▶ _Sección de texto_
-*-

Chesterton escribió La resurrección de Roma en la ocasión de su visita a la Ciudad Eterna en 1929 —cuenta Maisie Ward en su biografía, Gilbert Keith Chesterton (1943, Nueva York: Sheed & Ward)—, durante la cual asistió a la beatificación de los mártires ingleses que celebró el Papa Pío XI ese año. También aprovechó para entrevistar a Mussolini y tener una audiencia con Pío XI. Ward nos dice que, según Dorothy Collins (secretaria y asistente de Chesterton, quien lo acompañaba en sus viajes), la audiencia le causó tanta emoción a Chesterton que éste no trabajó dos días antes y dos días después.

Jornalero en la tumba de LeónXIII

Un jornalero con sus herramientas de trabajo, de rodillas en la tumba de León XIII (en la Basílica de San Juan de Letrán), quien ‘escribió, sobre las páginas…de los economistas modernos de la era industrial, esas palabras que no deben ser olvidadas; que los ricos de nuestro tiempo han colocado sobre las masas trabajadoras de la humanidad un yugo poco mejor que la esclavitud’. Foto del autor.

-*-

▶ _Información proporcionada_

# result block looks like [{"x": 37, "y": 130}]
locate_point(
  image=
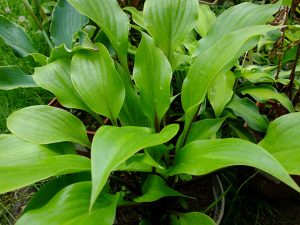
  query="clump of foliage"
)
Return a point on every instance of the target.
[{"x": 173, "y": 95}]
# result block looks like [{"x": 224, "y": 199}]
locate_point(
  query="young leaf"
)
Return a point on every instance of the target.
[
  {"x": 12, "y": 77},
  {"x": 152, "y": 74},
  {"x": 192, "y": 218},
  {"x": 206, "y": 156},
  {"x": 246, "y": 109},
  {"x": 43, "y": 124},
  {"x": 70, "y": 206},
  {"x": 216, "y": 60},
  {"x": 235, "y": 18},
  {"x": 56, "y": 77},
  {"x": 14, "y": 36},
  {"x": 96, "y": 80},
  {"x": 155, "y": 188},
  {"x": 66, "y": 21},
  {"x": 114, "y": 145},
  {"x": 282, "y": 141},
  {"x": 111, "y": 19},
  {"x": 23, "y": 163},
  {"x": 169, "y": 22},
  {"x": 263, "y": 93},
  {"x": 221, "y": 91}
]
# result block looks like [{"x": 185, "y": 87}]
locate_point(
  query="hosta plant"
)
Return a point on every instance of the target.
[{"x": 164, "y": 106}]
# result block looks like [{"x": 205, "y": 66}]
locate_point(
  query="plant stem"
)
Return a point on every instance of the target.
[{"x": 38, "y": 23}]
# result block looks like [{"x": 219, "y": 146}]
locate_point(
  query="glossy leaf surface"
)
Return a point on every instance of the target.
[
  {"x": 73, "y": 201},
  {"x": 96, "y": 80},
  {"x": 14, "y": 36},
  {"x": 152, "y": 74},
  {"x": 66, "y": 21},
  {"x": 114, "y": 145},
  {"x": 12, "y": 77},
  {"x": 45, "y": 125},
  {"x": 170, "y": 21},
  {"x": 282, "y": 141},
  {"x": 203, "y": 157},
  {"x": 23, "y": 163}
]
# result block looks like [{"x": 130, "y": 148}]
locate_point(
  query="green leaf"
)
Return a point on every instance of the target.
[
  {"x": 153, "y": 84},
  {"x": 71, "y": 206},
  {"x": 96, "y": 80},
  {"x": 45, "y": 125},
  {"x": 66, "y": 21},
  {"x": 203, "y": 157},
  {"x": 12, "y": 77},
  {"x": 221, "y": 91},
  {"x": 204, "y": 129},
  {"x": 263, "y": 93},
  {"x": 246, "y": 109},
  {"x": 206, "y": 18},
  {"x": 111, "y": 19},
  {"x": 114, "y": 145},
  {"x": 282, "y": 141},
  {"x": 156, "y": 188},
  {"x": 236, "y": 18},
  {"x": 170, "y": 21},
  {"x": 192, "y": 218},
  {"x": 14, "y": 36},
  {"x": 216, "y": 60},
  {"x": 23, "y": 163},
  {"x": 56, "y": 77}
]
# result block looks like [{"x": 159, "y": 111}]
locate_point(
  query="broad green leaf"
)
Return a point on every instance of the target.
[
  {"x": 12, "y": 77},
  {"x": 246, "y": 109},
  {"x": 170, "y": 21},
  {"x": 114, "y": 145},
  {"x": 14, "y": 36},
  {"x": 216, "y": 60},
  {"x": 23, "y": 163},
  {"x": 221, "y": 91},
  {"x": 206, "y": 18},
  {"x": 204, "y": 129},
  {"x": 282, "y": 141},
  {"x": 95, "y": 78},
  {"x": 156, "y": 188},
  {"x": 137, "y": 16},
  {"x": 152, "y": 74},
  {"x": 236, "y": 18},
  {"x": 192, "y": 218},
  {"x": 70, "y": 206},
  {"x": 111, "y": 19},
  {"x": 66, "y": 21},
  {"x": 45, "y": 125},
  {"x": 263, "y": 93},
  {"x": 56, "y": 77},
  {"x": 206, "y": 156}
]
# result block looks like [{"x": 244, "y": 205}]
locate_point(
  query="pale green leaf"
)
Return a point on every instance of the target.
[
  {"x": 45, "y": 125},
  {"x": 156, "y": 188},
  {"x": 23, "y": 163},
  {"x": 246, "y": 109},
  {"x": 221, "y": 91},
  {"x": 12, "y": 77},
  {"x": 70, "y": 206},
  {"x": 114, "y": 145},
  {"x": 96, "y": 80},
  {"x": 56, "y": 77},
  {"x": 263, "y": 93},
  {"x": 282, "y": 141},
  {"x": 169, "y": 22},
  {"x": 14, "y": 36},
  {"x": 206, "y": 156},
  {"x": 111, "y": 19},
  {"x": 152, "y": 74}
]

-*-

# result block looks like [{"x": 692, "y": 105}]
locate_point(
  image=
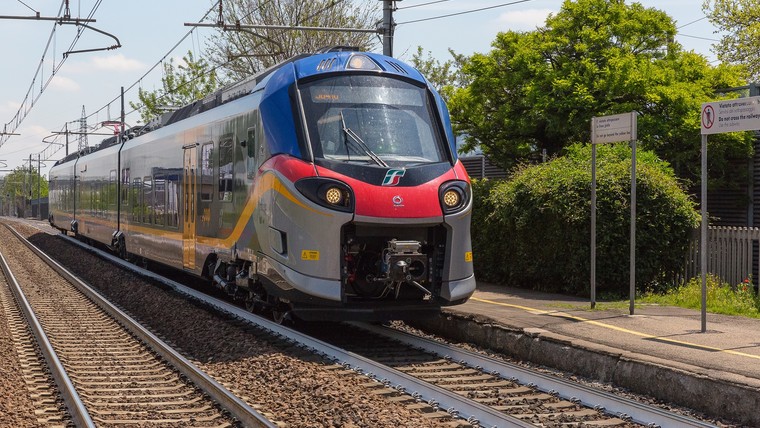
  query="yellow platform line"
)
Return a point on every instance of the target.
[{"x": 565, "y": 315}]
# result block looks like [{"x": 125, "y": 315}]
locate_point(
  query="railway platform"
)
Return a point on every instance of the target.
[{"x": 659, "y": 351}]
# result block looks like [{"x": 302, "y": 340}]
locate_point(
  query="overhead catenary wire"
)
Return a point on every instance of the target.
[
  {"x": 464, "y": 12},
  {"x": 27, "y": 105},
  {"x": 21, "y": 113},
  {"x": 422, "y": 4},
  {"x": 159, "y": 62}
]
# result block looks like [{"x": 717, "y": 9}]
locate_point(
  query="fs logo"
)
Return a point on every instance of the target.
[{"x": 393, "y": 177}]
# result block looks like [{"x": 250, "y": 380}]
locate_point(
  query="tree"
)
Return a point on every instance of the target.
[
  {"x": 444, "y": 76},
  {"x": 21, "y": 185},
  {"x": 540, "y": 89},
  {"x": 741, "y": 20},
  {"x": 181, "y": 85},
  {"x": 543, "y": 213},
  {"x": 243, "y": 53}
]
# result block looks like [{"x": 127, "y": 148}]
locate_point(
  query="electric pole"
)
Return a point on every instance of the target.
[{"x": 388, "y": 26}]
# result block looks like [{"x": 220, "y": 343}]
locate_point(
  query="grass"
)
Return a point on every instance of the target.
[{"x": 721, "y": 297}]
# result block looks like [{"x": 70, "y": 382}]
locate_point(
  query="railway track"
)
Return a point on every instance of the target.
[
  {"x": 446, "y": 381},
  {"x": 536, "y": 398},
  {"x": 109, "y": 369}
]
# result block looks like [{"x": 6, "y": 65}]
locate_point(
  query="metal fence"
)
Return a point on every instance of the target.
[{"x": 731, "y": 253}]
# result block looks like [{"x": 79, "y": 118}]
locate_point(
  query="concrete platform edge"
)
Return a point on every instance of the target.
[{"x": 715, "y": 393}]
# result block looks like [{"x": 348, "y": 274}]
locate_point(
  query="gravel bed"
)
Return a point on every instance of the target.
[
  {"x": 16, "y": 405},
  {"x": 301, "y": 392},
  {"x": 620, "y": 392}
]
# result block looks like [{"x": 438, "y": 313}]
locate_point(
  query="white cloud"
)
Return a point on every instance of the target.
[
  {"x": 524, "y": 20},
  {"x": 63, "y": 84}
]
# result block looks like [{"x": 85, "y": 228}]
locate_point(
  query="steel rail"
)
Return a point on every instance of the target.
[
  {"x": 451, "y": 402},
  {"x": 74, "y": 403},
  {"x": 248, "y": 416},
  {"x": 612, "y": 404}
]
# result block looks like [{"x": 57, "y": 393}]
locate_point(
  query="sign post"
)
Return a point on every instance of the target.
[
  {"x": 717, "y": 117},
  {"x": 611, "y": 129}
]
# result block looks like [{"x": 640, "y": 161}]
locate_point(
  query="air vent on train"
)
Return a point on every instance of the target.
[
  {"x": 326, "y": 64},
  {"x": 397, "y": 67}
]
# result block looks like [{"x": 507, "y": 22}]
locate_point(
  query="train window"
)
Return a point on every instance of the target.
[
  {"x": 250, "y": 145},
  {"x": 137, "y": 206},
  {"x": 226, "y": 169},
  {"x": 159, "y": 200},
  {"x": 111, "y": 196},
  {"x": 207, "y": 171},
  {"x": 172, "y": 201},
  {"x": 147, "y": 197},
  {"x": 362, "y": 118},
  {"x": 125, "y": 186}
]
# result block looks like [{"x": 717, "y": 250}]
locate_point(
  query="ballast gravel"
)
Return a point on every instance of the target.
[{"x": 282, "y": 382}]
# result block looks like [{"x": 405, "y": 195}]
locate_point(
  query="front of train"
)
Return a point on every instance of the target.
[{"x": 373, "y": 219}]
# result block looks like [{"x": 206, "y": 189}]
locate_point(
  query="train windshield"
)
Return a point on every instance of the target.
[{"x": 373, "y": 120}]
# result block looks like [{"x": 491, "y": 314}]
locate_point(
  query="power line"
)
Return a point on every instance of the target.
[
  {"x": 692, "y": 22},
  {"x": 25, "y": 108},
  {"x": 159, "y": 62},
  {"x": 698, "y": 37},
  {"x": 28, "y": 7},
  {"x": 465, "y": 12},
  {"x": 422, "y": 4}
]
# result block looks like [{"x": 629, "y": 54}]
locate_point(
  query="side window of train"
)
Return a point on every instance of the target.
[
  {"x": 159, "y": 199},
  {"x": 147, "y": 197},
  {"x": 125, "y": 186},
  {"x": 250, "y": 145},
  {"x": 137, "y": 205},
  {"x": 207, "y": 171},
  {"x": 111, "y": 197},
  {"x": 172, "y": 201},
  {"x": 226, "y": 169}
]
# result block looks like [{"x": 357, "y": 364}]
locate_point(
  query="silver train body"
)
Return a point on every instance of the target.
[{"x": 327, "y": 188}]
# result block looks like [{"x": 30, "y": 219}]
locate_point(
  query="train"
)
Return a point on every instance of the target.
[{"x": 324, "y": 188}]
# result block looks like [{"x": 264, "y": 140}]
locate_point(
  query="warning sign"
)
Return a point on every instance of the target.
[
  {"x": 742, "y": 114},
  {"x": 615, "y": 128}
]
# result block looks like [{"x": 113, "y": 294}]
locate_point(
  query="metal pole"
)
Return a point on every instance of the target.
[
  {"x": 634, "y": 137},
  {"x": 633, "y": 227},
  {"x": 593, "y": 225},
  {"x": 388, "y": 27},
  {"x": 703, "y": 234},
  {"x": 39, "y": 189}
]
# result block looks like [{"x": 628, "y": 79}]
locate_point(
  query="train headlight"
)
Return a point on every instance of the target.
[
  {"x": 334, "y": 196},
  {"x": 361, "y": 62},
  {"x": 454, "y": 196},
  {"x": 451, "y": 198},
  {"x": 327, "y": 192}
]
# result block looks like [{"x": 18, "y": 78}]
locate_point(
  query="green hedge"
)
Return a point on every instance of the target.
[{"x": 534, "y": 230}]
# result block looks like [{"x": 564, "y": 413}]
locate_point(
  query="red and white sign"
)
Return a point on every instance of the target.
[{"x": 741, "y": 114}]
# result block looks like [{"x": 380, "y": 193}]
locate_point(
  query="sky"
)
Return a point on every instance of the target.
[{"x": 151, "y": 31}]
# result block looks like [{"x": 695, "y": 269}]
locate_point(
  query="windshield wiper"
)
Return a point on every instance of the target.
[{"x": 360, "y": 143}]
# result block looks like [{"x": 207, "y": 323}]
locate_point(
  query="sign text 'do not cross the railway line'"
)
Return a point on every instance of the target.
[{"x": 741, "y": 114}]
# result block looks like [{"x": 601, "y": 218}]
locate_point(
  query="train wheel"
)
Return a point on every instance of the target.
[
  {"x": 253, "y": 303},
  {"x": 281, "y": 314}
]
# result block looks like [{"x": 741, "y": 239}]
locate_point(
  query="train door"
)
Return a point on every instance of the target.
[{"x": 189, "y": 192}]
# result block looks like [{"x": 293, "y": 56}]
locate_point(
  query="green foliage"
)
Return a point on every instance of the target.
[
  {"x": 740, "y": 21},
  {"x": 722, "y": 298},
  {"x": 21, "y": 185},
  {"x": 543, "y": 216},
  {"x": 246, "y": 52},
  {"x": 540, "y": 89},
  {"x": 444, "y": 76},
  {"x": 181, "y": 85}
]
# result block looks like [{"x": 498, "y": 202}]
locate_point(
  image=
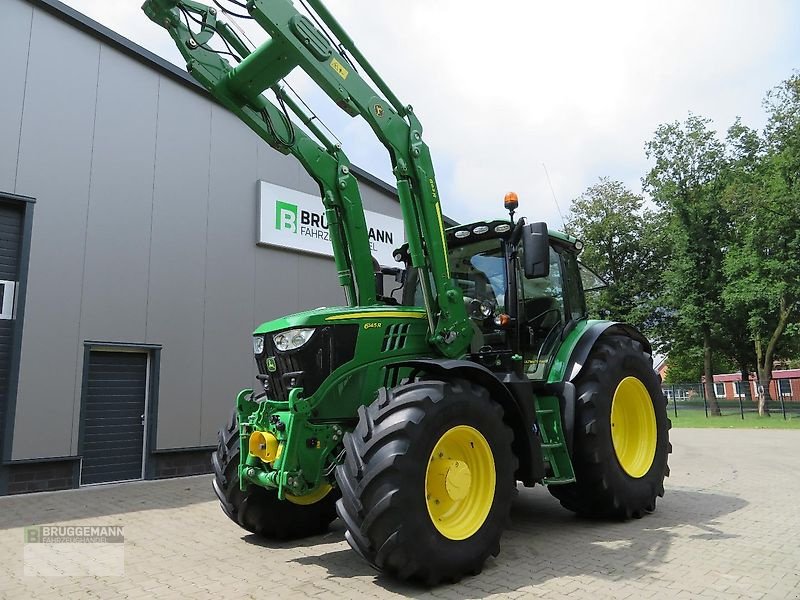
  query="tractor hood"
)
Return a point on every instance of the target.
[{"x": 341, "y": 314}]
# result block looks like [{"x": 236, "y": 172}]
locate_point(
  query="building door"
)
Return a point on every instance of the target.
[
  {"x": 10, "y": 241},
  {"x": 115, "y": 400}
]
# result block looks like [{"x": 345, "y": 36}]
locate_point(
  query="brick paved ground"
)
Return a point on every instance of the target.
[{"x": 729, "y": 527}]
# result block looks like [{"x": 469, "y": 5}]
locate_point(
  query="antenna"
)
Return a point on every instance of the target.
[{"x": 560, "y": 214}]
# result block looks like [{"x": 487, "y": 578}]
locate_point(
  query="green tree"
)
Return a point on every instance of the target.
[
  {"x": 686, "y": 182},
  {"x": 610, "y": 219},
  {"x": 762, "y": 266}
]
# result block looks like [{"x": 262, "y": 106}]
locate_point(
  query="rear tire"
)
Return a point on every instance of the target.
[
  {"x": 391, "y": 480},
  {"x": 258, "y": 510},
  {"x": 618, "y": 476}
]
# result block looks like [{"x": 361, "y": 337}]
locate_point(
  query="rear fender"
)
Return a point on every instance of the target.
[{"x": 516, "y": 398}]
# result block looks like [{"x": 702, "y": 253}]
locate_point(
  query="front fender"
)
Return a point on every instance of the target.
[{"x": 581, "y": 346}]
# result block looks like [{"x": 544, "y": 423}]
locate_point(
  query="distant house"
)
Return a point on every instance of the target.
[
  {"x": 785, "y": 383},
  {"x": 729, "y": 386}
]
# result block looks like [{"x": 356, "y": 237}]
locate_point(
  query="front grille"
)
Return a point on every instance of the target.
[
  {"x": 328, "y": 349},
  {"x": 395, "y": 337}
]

-*-

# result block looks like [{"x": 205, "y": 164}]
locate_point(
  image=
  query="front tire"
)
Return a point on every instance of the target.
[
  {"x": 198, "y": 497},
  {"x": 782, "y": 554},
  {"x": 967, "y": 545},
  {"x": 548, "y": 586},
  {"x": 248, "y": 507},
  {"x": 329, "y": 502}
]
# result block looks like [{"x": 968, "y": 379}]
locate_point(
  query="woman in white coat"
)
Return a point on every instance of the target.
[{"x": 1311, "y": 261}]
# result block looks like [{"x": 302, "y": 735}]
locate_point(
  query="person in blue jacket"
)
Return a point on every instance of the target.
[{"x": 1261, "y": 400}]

-*-

▶ _Tareas por realizar_
A. ¿Puedes devolver del texto sobre Chesterton todo lo que va desde "Jornalero en la" hasta "Foto del autor.", sin cambiar nada?
B. ¿Qué personas se mencionan por su nombre en el texto sobre Chesterton?

▶ _Resultados por tarea_
A.
Jornalero en la tumba de LeónXIII

Un jornalero con sus herramientas de trabajo, de rodillas en la tumba de León XIII (en la Basílica de San Juan de Letrán), quien ‘escribió, sobre las páginas…de los economistas modernos de la era industrial, esas palabras que no deben ser olvidadas; que los ricos de nuestro tiempo han colocado sobre las masas trabajadoras de la humanidad un yugo poco mejor que la esclavitud’. Foto del autor.

B.
- Chesterton
- Maisie Ward
- Pío XI
- Mussolini
- Dorothy Collins
- León XIII